┏━━

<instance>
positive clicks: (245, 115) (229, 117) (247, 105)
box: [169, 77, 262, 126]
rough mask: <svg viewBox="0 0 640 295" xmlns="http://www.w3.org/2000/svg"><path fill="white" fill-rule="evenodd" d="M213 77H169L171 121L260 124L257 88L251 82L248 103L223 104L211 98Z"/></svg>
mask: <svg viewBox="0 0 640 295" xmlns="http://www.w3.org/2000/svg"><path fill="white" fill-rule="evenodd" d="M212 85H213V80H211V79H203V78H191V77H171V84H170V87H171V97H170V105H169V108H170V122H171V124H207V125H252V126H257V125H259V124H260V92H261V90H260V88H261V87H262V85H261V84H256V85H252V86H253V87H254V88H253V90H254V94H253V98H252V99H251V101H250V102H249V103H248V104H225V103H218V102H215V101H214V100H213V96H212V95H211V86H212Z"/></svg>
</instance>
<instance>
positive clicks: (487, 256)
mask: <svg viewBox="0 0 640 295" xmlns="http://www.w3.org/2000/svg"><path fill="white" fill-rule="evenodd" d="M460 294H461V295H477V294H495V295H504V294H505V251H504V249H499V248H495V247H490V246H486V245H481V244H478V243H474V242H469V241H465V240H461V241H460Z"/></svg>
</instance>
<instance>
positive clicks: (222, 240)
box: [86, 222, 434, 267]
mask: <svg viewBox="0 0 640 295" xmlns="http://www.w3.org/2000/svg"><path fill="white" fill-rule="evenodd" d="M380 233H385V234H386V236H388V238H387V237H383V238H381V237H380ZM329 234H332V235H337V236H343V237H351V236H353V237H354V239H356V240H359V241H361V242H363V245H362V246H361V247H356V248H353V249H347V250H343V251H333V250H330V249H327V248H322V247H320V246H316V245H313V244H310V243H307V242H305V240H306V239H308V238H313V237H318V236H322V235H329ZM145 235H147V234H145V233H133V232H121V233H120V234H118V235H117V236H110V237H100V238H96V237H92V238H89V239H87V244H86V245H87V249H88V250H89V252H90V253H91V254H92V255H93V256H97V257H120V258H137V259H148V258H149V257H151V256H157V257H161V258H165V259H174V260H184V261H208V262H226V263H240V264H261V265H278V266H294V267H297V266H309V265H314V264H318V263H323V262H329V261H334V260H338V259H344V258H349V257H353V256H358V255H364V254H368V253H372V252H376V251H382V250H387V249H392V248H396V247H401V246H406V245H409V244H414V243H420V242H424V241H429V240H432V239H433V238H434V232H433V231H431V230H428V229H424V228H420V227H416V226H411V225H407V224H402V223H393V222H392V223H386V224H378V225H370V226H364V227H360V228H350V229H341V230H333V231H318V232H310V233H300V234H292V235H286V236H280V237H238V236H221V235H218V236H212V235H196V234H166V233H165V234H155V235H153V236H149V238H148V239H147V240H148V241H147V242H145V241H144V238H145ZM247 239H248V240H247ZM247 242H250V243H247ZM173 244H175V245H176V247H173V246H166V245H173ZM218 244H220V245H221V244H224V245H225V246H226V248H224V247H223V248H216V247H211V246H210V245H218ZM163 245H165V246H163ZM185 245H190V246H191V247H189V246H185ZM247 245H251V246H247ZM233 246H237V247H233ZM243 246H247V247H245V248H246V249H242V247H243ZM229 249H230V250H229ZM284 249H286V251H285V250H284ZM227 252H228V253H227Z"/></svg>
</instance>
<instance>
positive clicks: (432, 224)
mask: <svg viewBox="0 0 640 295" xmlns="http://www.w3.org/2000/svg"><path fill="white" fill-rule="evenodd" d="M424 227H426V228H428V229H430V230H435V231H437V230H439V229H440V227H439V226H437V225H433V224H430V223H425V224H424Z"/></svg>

┗━━

__Requirement__:
From the first line to the last, please quote the material above exactly.

__Task answer__:
<instance>
positive clicks: (245, 115) (229, 117) (247, 105)
box: [169, 77, 262, 126]
rough mask: <svg viewBox="0 0 640 295" xmlns="http://www.w3.org/2000/svg"><path fill="white" fill-rule="evenodd" d="M213 77H169L171 121L260 124L257 88L251 82L248 103L223 104L211 98Z"/></svg>
mask: <svg viewBox="0 0 640 295" xmlns="http://www.w3.org/2000/svg"><path fill="white" fill-rule="evenodd" d="M212 85H213V80H211V79H203V78H191V77H171V84H170V87H171V97H170V105H169V108H170V122H171V124H207V125H252V126H257V125H259V124H260V92H261V90H260V88H261V87H262V85H261V84H256V85H252V86H253V87H254V88H253V90H254V94H253V98H252V99H251V101H250V102H249V103H248V104H225V103H218V102H215V101H214V100H213V96H212V95H211V86H212Z"/></svg>
</instance>
<instance>
positive clicks: (487, 256)
mask: <svg viewBox="0 0 640 295" xmlns="http://www.w3.org/2000/svg"><path fill="white" fill-rule="evenodd" d="M460 294H461V295H477V294H495V295H504V294H505V251H504V249H499V248H495V247H490V246H486V245H481V244H478V243H474V242H469V241H465V240H461V241H460Z"/></svg>
</instance>
<instance>
positive clicks: (222, 240)
box: [86, 222, 434, 267]
mask: <svg viewBox="0 0 640 295" xmlns="http://www.w3.org/2000/svg"><path fill="white" fill-rule="evenodd" d="M380 233H385V234H386V236H388V238H387V237H383V238H381V237H380ZM329 234H332V235H337V236H343V237H351V236H353V237H354V239H356V240H359V241H361V242H363V245H362V246H361V247H356V248H353V249H347V250H343V251H333V250H330V249H327V248H322V247H320V246H316V245H313V244H310V243H307V242H305V240H306V239H308V238H313V237H318V236H322V235H329ZM145 235H147V234H145V233H133V232H121V233H120V234H118V235H117V236H110V237H100V238H96V237H92V238H89V239H87V244H86V245H87V249H88V250H89V252H90V253H91V254H92V255H93V256H97V257H120V258H137V259H148V258H149V257H151V256H157V257H161V258H165V259H174V260H184V261H208V262H226V263H240V264H261V265H278V266H294V267H297V266H309V265H314V264H318V263H323V262H329V261H334V260H338V259H344V258H349V257H353V256H358V255H364V254H368V253H372V252H376V251H382V250H387V249H392V248H396V247H401V246H406V245H409V244H414V243H420V242H424V241H429V240H432V239H433V238H434V232H433V231H431V230H428V229H424V228H420V227H416V226H411V225H407V224H402V223H393V222H392V223H386V224H378V225H370V226H364V227H360V228H350V229H341V230H333V231H318V232H310V233H300V234H292V235H286V236H280V237H238V236H221V235H218V236H212V235H196V234H166V233H165V234H155V235H153V236H149V238H148V239H147V240H148V241H147V242H145V241H144V238H145ZM247 239H248V240H247ZM247 242H250V243H247ZM173 244H175V245H176V247H173V246H166V245H173ZM218 244H220V245H221V244H224V245H225V246H226V248H224V247H223V248H216V247H211V246H210V245H218ZM163 245H165V246H163ZM185 245H190V246H191V247H189V246H185ZM247 245H251V246H247ZM233 246H237V247H233ZM243 246H247V247H245V248H246V249H242V247H243ZM229 249H230V250H229ZM284 249H286V251H285V250H284ZM227 252H228V253H227Z"/></svg>
</instance>
<instance>
positive clicks: (432, 224)
mask: <svg viewBox="0 0 640 295" xmlns="http://www.w3.org/2000/svg"><path fill="white" fill-rule="evenodd" d="M424 227H426V228H428V229H430V230H435V231H437V230H439V229H440V227H439V226H437V225H433V224H430V223H425V224H424Z"/></svg>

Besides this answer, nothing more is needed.